• [Tarefas]:
1. No texto de origem, liste os defeitos de Rollerball apontados na frase que começa com "Tem todo um".
2. De acordo com o texto de origem, que papel Clint Eastwood faz em Caçador Branco?
──────── Texto de origem
CLINT EASTWOOD/ JEWISON/ HELEN MIRREN/ DE NIRO/ HUMPHREY BOGART/ TRUMAN CAPOTE/ JENNIFER JONES

   CAÇADOR BRANCO de Clint Eastwood
É o filme em que Clint faz o papel de John Wilson, diretor de cinema que parte à Africa para fazer um filme. É lógico que esse diretor é John Huston e que o filme é UMA AVENTURA NA AFRICA. Em 1989 foi este o filme, feito após Bird, que calou a boca da crítica que via em Clint um mero Charles Bronson que dirigia. O filme é belíssimo e tem uma grande interpretação do Eastwood ator. Nota Dez.
   ROLLERBALL, OS GLADIADORES DO FUTURO de Norman Jewison com James Caan
Eu odiei muito este filme! E o pior é que ele foi refilmado recentemente ( e foi um fiasco outra vez ). Fala de um futuro onde grandes corporações dominam tudo. E regem um esporte, o Rollerball, tipo de patinação onde vale tudo, inclusive matar. Jewison, que fez alguns bons filmes nos anos 60, erra feio aqui. Tem todo um pseudo-clima de 2001, uma seriedade tola, um visual pessimista e personagens desinteressantes. Um trombolho insuportável. Fuja!!!! Nota Zero.
────────────────
──────── Dados fornecidos
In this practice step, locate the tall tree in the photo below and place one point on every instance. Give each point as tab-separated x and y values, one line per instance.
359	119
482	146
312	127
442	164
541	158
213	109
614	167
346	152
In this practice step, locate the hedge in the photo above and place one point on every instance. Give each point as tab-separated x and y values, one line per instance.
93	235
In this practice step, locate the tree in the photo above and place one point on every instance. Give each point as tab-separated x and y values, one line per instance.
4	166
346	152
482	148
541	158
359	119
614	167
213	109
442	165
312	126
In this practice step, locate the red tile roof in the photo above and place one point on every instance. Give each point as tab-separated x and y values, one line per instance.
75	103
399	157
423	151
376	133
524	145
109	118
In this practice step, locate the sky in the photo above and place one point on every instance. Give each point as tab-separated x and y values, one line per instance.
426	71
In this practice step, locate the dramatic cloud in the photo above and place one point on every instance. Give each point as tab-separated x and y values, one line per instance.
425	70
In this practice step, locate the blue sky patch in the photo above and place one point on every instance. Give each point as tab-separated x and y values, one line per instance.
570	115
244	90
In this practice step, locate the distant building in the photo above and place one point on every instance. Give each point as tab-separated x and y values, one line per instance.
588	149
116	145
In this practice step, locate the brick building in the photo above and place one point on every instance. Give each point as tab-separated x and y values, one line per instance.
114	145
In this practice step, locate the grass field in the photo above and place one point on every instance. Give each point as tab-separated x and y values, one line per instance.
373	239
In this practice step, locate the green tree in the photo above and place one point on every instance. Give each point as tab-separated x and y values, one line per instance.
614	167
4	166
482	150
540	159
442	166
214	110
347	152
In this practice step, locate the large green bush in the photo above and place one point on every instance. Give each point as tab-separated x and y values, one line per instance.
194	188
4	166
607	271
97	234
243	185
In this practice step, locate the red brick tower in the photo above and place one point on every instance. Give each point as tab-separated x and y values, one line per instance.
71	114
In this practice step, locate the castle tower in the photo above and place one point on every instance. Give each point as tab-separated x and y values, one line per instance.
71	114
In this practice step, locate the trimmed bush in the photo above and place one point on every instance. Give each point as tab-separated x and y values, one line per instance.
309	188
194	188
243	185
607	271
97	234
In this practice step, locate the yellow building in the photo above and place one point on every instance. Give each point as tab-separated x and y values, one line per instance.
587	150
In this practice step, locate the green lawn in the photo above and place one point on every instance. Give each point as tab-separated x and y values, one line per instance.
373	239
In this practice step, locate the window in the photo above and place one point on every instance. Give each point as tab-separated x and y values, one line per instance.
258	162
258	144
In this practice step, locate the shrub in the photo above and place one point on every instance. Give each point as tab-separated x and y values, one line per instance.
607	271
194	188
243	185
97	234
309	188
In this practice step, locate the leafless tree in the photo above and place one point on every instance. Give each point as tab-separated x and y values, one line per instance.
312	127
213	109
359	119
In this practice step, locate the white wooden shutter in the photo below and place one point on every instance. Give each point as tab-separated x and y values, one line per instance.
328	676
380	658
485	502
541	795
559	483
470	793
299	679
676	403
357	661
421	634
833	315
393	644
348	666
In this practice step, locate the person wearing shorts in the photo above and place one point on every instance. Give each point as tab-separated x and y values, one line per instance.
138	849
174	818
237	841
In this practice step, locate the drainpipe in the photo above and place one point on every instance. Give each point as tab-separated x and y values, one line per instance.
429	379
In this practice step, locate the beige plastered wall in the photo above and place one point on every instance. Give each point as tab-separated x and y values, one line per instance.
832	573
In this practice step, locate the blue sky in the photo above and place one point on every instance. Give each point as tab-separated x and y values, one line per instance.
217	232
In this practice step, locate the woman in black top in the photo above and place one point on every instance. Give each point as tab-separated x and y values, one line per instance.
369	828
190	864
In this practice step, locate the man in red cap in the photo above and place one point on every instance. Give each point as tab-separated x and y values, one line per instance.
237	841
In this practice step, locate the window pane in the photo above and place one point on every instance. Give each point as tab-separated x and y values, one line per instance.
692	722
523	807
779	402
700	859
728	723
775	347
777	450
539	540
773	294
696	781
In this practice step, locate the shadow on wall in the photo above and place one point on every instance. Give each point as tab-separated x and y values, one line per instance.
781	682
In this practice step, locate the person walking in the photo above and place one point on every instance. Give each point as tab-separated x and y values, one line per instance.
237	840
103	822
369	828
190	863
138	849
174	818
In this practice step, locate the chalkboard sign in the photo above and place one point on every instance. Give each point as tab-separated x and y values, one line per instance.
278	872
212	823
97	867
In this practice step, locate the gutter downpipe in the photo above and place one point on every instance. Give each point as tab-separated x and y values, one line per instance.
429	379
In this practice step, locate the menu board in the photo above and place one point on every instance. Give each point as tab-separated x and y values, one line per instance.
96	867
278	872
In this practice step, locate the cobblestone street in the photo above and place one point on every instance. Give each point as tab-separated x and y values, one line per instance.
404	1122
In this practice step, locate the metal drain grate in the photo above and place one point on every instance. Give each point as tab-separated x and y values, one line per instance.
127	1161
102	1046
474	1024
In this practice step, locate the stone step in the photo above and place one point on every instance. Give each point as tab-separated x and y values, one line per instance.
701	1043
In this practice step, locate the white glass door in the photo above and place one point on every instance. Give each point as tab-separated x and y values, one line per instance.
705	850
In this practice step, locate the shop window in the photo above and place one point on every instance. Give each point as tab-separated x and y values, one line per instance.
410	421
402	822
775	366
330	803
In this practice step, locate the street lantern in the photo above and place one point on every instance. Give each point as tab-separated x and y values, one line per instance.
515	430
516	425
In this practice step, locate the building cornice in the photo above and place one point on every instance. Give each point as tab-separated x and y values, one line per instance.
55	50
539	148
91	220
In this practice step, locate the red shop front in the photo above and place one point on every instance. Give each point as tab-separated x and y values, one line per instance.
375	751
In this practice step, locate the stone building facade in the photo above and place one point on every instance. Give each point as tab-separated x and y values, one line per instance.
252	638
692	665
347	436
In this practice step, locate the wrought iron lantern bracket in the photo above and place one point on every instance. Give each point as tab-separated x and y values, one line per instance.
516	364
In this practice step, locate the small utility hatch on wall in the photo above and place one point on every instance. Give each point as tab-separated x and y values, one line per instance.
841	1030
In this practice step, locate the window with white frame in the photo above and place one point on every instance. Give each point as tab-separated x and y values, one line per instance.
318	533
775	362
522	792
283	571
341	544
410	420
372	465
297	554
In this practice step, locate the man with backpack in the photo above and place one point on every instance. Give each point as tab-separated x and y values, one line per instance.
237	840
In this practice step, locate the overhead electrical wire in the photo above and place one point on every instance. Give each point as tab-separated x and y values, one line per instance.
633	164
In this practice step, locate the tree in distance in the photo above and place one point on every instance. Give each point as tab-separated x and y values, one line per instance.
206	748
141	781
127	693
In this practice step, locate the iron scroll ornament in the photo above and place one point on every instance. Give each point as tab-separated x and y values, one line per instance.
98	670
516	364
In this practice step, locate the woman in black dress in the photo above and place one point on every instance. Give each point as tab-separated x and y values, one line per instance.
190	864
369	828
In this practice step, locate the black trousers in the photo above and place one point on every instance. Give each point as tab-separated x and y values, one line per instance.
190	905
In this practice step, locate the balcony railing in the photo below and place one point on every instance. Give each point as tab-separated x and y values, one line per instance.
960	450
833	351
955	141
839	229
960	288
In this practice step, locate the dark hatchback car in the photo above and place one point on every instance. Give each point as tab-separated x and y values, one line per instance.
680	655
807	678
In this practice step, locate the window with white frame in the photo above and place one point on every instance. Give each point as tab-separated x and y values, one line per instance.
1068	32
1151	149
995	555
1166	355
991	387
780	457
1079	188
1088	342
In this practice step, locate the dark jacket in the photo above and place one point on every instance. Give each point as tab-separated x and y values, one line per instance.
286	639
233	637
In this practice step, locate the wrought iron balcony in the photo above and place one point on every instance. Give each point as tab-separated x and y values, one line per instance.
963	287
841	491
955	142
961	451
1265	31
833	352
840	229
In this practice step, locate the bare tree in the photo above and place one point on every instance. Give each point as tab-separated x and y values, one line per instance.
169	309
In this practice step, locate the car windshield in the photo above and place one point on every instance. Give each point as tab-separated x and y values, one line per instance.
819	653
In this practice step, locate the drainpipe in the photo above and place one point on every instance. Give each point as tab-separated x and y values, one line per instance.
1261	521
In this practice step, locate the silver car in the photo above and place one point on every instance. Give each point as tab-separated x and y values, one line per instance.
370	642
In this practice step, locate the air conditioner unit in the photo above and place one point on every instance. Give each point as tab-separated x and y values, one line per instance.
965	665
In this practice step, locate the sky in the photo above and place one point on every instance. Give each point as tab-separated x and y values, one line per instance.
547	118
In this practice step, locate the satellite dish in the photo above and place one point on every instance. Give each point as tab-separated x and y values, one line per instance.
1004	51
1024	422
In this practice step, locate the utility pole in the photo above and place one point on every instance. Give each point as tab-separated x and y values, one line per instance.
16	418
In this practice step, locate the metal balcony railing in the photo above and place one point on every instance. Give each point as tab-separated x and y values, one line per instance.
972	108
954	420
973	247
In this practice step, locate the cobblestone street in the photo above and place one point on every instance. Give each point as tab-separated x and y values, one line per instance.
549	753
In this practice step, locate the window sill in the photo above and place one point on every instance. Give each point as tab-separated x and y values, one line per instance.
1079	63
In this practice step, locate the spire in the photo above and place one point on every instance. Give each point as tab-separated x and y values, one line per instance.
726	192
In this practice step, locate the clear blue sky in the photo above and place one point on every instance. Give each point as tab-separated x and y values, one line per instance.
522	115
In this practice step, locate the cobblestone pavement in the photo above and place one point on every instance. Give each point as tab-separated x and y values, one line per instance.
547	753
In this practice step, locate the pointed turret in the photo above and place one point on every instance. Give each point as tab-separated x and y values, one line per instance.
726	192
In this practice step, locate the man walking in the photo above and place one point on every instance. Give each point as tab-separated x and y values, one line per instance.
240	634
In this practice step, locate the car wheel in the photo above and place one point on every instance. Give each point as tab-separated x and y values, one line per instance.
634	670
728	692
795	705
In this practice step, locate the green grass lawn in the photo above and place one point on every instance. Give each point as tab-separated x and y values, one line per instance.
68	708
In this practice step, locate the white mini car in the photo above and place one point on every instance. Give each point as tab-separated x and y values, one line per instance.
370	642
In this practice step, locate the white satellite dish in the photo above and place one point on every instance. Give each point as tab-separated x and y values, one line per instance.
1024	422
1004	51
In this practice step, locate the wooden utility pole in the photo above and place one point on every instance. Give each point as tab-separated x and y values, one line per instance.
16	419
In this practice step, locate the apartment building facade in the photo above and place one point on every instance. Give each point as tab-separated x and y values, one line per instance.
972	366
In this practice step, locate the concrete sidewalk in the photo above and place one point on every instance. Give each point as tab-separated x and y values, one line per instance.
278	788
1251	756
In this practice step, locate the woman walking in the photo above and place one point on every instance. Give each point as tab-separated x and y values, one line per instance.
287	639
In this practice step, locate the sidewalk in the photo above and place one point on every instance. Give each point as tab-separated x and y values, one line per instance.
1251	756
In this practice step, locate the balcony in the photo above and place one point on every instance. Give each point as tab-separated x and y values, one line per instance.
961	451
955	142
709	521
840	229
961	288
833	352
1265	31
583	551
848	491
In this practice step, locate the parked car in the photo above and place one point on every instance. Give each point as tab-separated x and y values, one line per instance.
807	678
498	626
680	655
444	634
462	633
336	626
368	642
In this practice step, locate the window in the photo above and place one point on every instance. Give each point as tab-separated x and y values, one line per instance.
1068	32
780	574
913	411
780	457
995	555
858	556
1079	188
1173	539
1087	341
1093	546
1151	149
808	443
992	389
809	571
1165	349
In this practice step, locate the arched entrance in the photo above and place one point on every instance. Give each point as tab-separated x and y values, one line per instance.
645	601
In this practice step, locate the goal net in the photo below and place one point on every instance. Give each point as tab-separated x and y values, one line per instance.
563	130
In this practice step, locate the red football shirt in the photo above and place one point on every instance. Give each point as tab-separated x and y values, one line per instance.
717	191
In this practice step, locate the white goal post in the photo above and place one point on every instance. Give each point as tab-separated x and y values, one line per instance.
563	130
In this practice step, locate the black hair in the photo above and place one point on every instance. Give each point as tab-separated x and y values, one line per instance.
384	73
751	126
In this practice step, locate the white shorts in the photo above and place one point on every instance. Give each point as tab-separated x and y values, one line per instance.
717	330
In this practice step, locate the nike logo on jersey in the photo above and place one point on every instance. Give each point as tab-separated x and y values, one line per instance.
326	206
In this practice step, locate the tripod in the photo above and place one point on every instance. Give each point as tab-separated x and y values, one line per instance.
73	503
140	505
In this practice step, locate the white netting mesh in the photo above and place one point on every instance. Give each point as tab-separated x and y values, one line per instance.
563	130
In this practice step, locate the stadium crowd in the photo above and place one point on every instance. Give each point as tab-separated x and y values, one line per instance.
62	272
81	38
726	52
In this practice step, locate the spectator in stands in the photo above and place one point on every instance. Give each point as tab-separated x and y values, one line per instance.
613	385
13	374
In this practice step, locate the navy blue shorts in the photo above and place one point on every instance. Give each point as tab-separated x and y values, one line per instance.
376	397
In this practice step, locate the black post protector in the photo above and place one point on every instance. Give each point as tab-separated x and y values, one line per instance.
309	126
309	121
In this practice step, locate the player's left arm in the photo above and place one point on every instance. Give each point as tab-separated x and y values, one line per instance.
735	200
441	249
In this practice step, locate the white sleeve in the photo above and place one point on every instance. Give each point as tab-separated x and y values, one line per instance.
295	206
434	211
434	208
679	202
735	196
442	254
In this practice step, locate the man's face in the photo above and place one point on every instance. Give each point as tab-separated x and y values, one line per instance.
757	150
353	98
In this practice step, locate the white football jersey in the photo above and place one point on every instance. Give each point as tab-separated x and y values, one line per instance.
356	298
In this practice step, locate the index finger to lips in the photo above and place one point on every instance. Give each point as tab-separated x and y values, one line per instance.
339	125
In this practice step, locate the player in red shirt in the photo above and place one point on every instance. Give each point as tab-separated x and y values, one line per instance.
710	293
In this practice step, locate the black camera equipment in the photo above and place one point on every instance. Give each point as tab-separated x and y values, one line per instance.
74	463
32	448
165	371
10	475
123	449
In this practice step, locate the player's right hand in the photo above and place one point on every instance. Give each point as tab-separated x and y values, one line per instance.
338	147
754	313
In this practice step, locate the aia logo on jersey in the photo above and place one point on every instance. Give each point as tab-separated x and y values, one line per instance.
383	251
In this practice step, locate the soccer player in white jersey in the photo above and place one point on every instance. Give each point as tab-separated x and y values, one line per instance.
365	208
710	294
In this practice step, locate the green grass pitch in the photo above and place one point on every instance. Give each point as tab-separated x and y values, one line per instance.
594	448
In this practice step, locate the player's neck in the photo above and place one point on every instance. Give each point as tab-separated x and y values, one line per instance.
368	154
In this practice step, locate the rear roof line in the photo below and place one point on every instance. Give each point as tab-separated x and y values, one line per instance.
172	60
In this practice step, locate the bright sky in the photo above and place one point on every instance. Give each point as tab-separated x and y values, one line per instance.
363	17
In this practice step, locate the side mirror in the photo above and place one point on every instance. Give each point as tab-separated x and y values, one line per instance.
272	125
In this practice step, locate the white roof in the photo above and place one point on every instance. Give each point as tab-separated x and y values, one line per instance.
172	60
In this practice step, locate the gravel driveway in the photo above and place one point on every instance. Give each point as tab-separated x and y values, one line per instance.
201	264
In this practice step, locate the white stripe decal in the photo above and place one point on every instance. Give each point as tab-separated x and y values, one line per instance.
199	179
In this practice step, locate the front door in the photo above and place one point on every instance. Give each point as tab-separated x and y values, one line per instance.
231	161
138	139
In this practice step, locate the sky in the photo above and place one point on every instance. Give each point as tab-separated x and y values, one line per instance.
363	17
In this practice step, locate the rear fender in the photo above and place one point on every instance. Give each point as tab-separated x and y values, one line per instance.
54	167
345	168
────────────────
• [Resultados do exercício]:
1.
- pseudo-clima de 2001
- seriedade tola
- visual pessimista
- personagens desinteressantes

2. Ele faz John Wilson, um diretor de cinema que parte para a África para fazer um filme.